▸ **What you will do**:
Copy every record below, exactly as written.

─── The input ───

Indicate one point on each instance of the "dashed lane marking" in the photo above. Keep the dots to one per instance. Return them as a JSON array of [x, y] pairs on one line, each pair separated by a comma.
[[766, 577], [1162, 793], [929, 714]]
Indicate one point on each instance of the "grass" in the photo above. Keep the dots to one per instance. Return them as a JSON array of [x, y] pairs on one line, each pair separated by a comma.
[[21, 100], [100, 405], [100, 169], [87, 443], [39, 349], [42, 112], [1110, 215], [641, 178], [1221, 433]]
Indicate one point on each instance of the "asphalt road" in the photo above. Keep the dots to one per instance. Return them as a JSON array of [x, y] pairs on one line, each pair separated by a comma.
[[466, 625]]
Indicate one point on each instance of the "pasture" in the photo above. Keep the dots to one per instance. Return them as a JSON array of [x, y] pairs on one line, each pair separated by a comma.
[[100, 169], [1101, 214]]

───

▸ **Final answer**:
Indicate one point on each instance of the "dashed lane marking" in the photo above. Keep the dots to one per instance. Return them as a JSON array of [x, y] pairs on one line, each pair separated by a comma.
[[766, 577], [1162, 793], [929, 714]]
Indicate one point on each instance of the "grass" in the photo above. Keep the dots to one per instance. Return them as a JSON array of [x, y] pairs on one line, each pair separated by a comma.
[[21, 100], [100, 405], [100, 169], [87, 443], [39, 349], [42, 112], [1110, 215], [641, 178], [1221, 433]]
Indicate one point on each instance of the "asphalt road" in the photo above. Keep the dots to one per instance. Return them as a JSON array of [x, y] pairs on one line, each pair separated by a comma.
[[466, 625]]
Indicate one point on each instance of the "pasture" in the photo above. Keep the dots to one per instance. Return them as a JSON array of [x, y] pairs on one line, each pair separated by a comma.
[[100, 169], [1101, 214]]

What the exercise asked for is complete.